* [Exercise description] Lift out all lines below that contain "part".

* [Phrase grounding data]
+===+

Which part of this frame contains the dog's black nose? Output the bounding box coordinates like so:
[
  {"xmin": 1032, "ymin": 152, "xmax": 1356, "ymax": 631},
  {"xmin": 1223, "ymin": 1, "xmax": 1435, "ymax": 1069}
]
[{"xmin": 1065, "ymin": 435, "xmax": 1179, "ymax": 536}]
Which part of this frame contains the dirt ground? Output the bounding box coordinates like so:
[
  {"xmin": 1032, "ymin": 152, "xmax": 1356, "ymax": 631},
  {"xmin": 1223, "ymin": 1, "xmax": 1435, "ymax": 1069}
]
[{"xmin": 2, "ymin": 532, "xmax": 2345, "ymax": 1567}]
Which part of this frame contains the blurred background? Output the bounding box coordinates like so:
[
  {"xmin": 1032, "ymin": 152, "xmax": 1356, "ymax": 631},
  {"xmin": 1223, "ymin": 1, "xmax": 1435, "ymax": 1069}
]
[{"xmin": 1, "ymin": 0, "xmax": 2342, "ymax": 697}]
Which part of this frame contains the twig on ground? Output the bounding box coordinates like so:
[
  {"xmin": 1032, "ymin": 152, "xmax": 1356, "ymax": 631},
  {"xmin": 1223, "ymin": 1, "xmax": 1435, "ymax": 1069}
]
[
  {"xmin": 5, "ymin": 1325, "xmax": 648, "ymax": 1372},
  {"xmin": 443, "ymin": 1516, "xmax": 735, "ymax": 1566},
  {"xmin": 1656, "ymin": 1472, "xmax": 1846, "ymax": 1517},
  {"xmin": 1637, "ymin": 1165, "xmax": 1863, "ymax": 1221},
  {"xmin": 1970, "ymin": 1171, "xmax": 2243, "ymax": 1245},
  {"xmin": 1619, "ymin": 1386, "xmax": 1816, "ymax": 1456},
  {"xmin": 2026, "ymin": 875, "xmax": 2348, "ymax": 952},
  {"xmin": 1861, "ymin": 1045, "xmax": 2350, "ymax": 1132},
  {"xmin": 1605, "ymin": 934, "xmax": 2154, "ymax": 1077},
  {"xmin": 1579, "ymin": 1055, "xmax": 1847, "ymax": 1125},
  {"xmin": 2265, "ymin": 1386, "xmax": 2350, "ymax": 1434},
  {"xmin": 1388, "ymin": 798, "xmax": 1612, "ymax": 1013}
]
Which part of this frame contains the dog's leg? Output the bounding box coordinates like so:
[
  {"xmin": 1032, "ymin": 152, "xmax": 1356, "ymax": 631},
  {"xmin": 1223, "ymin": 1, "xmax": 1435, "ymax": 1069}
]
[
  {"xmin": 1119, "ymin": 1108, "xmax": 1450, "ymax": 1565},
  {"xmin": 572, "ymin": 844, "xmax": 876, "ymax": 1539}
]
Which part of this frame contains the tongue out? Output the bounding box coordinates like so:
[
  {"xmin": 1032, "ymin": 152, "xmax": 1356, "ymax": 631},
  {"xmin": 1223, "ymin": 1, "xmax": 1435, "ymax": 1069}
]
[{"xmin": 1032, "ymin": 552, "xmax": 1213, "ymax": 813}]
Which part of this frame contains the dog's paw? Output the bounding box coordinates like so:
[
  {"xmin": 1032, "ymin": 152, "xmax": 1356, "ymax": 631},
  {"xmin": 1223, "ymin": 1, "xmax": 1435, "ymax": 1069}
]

+===+

* [Output of the task]
Which part of this frame contains the dog's black nose? Output the bounding box coordinates like so:
Which part of this frame contains the dirt ground? Output the bounding box coordinates like so:
Which part of this frame contains the blurred background? Output the bounding box coordinates like so:
Which part of this frame contains the twig on ground? Output the bounding box coordinates like so:
Which part of this frame contains the dog's leg? Output the bounding box coordinates like so:
Which part of this frame contains the tongue out? Output the bounding box coordinates like so:
Which part of this frame contains the dog's paw? Output the bounding box coordinates like so:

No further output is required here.